### ЗАДАНИЕ 1
Согласуются ли с интервью Леонида Хейфеца утверждения (a), (b) и (c)? На каждое ответьте «да» или «нет» и дословно приведите решающие слова текста.
(a) Интервью было взято 15 ноября 2014 года.
(b) Интервью было опубликовано вскоре после записи.
(c) Премьера постановки «Отцы и сыновья» вышла во МХАТе.

### ИСХОДНЫЙ ТЕКСТ
Режиссер Леонид Хейфец: «Если человек сопротивляется — я с этим человеком»

19 апреля 2022 в 18:41
Фото: Валерий Шарифулин/ИТАР–ТАСС
Умер Леонид Хейфец — театральный режиссер и педагог, воспитавший многих театральных звезд, от Паля до Петрова. «Афиша Daily» печатает прежде не опубликованное интервью Хейфеца.

Это интервью было взято 15 ноября 2014 года. Так вышло, что оно не было опубликовано: долгий разговор о жизни в искусстве человека, который создавал легендарные советские телеспектакли и выучил, например, Александра Петрова, Александра Молочникова, Артура Смольянинова, никуда не вписывался. Петров и Молочников тогда еще не были звездами, а другого ученика Хейфеца, Александра Паля, знали по характерной роли в комедии Жоры Крыжовникова «Горько!». Помните, кстати, реплику героя Паля, режиссера из фильма Михаила Сегала «Глубже!»: «Почему они полюбили друг друга именно сегодня?» Ученики Хейфеца знают, что такие фразы и настолько серьезный разбор даже короткого текста (в «Глубже!» режиссер всерьез разбирает текст порнофильма, состоящий из трех фраз) не выдумка сценаристов. Хейфец олицетворял собой театр, в котором сочеталась психологическая достоверность и математическая точность мотиваций.

Итак, осень 2014 года. Не так давно в Театре им. Маяковского вышла премьера постановки Хейфеца «Отцы и сыновья» — трактовки тургеневских «Отцов и детей» ирландского драматурга Брайана Фрила. Хейфец пригласил в гости. Было ужасно неловко и непонятно, как себя вести в гостях у того, кого называли патриархом российской режиссуры.

Патриарх был гостеприимен.


— Итак, чай — вам, конфеты — вам, микрофон нам.

### СТРОКИ ЛИСТИНГА

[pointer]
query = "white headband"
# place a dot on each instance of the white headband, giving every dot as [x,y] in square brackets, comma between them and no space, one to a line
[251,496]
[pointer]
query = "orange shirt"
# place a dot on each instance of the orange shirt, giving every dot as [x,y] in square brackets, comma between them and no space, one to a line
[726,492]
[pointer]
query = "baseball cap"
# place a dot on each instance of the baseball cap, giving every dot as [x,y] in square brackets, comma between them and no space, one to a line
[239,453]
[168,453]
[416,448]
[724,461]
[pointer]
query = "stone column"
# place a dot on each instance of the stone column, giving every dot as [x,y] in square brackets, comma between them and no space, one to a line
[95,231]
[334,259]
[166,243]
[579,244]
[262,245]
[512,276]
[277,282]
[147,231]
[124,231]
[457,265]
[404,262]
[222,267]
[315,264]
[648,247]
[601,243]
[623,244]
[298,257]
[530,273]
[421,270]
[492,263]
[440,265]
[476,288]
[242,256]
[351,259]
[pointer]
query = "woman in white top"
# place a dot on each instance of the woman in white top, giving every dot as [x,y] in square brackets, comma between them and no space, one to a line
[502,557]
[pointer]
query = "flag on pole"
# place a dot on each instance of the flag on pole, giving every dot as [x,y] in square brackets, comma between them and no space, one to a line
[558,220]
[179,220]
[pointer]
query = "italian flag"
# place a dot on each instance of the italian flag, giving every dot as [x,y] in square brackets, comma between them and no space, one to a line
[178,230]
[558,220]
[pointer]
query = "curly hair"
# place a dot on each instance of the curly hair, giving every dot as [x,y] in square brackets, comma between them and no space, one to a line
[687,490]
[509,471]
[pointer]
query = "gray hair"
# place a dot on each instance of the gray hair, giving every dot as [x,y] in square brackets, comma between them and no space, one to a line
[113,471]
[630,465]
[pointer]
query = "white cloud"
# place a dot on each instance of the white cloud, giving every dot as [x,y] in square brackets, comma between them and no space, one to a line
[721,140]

### ЗАДАНИЕ 2
Определите все строки листинга, в которых встречается строка «hair», и выпишите каждую целиком. Регистр букв учитывается.

### ПОЛНЫЙ ОТВЕТ 1
(a) Да: «Это интервью было взято 15 ноября 2014 года».
(b) Нет: «Так вышло, что оно не было опубликовано».
(c) Нет: «в Театре им. Маяковского вышла премьера постановки Хейфеца «Отцы и сыновья»».

### ПОЛНЫЙ ОТВЕТ 2
query = "curly hair"
# place a dot on each instance of the curly hair, giving every dot as [x,y] in square brackets, comma between them and no space, one to a line
query = "gray hair"
# place a dot on each instance of the gray hair, giving every dot as [x,y] in square brackets, comma between them and no space, one to a line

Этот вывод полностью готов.